* WHAT IS REQUIRED: Reproduce each of the following rows word for word, keeping every line in its original order.

------------------------

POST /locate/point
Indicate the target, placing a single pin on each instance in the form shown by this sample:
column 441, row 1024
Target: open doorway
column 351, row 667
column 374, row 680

------------------------

* RESULT OF THIS TASK:
POST /locate/point
Indicate the target, placing a single pin on each instance in the form shown by this sample:
column 441, row 1024
Target: open doorway
column 351, row 667
column 374, row 680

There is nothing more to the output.